PASSAGE SHOWN
—————

Redis-Based Distributed Cache

For distributed scraping systems, implement a Redis-based cache:

package main

import (
    "context"
    "encoding/json"
    "fmt"
    "time"

    "github.com/go-redis/redis/v8"
    "github.com/gocolly/colly/v2"
)

type RedisCache struct {
    client *redis.Client
    ctx    context.Context
    ttl    time.Duration
}

func NewRedisCache(addr, password string, db int, ttl time.Duration) *RedisCache {
    rdb := redis.NewClient(&redis.Options{
        Addr:     addr,
        Password: password,
        DB:       db,
    })

    return &RedisCache{
        client: rdb,
        ctx:    context.Background(),
        ttl:    ttl,
    }
}

func (r *RedisCache) Get(url string) ([]byte, error) {
    val, err := r.client.Get(r.ctx, url).Result()
    if err != nil {
        return nil, err
    }
    return []byte(val), nil
}

func (r *RedisCache) Set(url string, data []byte) error {
    return r.client.Set(r.ctx, url, data, r.ttl).Err()
}

func main() {
    c := colly.NewCollector()
    cache := NewRedisCache("localhost:6379", "", 0, 1*time.Hour)

    c.OnRequest(func(r *colly.Request) {
        if cachedData, err := cache.Get(r.URL.String()); err == nil {
            fmt.Printf("Redis cache hit for: %s\n", r.URL)
            r.Abort()

—————

RECORD SET
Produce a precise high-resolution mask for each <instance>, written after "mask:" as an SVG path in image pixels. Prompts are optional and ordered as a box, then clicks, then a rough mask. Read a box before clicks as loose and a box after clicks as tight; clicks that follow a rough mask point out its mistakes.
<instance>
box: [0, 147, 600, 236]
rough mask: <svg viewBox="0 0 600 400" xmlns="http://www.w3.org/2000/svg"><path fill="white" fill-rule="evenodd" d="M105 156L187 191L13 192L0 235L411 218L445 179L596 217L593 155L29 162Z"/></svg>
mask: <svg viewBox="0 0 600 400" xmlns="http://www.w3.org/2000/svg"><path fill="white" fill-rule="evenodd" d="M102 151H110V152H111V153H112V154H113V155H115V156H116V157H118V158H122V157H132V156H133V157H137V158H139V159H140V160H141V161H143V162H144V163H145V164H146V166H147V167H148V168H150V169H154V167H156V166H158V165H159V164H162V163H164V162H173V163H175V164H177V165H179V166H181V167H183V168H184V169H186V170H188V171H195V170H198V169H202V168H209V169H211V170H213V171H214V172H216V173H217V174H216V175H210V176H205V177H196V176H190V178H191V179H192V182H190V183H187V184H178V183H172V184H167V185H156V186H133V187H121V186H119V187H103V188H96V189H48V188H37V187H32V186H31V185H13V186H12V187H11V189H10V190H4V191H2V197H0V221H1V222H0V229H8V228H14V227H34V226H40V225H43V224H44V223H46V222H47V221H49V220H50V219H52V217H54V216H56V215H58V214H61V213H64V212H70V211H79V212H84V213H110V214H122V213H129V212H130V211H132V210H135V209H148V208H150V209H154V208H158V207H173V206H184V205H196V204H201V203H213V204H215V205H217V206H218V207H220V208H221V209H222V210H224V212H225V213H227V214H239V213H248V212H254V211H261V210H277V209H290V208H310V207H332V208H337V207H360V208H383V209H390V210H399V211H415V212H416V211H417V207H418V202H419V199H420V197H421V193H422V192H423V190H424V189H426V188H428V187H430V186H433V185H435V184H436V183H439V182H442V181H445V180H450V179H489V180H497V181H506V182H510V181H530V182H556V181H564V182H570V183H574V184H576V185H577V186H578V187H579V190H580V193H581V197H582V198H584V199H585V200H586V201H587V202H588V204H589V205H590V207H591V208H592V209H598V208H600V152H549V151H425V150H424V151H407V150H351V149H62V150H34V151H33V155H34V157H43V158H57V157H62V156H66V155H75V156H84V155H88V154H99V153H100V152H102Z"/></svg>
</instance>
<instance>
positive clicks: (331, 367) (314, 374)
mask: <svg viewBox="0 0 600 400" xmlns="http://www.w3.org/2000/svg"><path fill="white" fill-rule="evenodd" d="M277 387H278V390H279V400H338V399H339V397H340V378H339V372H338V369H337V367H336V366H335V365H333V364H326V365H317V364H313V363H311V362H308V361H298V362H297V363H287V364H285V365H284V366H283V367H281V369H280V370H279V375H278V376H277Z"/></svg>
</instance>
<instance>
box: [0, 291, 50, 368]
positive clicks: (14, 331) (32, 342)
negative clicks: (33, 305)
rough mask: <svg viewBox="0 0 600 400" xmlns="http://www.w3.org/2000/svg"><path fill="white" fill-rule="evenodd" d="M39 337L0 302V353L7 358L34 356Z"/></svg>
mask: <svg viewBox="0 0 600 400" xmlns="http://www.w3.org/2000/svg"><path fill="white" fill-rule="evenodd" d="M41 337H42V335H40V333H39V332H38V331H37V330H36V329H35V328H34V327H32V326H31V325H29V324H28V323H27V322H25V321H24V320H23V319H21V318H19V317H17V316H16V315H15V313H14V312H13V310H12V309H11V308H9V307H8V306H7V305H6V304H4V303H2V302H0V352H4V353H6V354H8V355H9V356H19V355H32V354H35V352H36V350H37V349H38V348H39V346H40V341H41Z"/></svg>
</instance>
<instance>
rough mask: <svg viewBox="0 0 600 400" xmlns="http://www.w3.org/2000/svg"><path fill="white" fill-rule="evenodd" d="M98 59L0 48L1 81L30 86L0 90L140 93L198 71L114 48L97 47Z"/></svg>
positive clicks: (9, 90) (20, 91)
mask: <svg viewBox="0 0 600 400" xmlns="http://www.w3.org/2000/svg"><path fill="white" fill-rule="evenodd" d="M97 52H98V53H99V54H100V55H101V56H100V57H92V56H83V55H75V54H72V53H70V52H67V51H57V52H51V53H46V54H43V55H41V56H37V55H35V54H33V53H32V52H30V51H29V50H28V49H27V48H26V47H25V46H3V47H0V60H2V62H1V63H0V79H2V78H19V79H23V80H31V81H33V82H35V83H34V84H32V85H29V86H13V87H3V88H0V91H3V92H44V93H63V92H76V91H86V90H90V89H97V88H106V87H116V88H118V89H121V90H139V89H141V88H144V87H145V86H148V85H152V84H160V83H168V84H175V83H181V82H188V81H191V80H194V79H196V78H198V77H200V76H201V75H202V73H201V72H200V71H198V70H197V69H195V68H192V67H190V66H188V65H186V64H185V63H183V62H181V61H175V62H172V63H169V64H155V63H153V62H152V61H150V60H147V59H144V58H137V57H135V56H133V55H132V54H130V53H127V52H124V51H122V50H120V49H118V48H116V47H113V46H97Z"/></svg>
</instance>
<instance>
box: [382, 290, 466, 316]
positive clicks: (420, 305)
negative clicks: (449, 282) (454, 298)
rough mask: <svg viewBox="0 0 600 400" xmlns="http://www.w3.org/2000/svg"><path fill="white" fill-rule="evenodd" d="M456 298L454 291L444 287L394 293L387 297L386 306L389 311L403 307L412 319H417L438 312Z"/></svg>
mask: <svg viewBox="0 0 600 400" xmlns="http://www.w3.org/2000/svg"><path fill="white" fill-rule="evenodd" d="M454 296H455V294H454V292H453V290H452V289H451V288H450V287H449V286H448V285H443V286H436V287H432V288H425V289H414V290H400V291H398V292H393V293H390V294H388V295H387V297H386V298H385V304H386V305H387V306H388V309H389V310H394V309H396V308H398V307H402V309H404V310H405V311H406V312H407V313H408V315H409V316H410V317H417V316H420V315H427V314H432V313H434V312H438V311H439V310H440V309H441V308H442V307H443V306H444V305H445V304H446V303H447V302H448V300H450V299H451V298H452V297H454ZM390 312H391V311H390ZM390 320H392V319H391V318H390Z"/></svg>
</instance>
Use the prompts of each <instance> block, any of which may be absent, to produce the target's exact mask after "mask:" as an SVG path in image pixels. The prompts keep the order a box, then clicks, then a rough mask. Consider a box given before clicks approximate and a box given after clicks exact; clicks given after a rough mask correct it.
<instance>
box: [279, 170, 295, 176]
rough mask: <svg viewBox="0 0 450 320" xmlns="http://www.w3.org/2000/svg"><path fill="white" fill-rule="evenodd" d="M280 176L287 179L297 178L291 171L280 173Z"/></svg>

—————

WORK TO COMPLETE
**a.** Duplicate everything in the Redis cache example from "func (r *RedisCache) Get(url" down to "c := colly.NewCollector()".
**b.** In the Redis cache example, what address does main pass to NewRedisCache?
The data here was taken from a separate source.

RESULTS OF THE TASKS
**a.**
func (r *RedisCache) Get(url string) ([]byte, error) {
    val, err := r.client.Get(r.ctx, url).Result()
    if err != nil {
        return nil, err
    }
    return []byte(val), nil
}

func (r *RedisCache) Set(url string, data []byte) error {
    return r.client.Set(r.ctx, url, data, r.ttl).Err()
}

func main() {
    c := colly.NewCollector()

**b.** localhost:6379